** start STORED ROWS **
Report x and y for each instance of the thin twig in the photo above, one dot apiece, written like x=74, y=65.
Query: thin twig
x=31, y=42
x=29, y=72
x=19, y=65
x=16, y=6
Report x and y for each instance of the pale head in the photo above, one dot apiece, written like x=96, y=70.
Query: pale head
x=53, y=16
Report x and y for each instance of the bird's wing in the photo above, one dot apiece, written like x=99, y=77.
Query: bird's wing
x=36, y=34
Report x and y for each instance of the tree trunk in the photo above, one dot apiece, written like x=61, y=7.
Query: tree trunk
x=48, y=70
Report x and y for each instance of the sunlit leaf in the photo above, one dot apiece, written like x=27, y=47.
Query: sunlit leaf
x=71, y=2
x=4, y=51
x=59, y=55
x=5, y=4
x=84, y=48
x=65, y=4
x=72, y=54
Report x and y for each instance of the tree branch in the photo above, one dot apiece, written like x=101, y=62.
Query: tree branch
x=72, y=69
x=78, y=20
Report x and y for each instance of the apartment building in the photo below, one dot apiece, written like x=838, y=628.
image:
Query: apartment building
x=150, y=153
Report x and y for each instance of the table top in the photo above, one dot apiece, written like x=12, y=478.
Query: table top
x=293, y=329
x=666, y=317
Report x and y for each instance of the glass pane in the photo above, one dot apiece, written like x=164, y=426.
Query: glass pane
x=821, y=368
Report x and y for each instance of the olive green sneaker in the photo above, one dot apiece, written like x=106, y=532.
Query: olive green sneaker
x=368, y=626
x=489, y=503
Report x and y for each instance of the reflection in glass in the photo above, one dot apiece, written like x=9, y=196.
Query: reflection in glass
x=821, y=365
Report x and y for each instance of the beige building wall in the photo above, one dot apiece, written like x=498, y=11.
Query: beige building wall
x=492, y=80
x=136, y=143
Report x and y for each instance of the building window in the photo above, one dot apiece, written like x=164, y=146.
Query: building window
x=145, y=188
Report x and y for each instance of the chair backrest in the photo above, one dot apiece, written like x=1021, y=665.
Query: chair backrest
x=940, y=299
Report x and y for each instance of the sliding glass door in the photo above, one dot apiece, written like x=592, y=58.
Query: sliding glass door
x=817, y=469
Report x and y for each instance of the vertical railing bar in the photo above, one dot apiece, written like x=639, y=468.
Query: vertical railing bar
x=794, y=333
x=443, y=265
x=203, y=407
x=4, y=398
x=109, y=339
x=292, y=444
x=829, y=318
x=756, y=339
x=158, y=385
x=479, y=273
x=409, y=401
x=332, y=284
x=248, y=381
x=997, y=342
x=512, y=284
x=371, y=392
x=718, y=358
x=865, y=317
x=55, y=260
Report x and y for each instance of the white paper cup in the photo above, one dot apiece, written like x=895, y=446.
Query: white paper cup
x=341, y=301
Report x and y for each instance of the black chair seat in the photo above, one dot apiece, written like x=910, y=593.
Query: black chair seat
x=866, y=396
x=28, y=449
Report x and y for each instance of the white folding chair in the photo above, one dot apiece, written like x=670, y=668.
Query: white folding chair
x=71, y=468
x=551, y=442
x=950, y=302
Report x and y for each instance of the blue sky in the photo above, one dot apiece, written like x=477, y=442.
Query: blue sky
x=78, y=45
** end STORED ROWS **
### PROBLEM DETAILS
Please repeat the items word for word, beginning at the line that contains "Report x and y for each instance of the reflection" and stopping after the line that contains "x=817, y=469".

### COMPLETE OUTPUT
Report x and y for each instance of the reflection in glass in the photo above, one dot apiece, written like x=9, y=196.
Query: reflection in glass
x=821, y=365
Report x and y for each instance of the beige building wall in the photo above, one dot apiece, written like x=498, y=11.
Query: beige building wall
x=492, y=80
x=136, y=143
Report x and y for each instance of the building window in the photo above, one dot apiece, written like x=164, y=146.
Query: building window
x=145, y=188
Report x and y for each instance of the chair backrest in the photo above, one dot apiece, written like x=1021, y=665.
Query: chair backrest
x=940, y=299
Report x and y for each instance of the sliding glass door in the photo above, one dot apiece, written like x=592, y=58.
Query: sliding glass door
x=817, y=469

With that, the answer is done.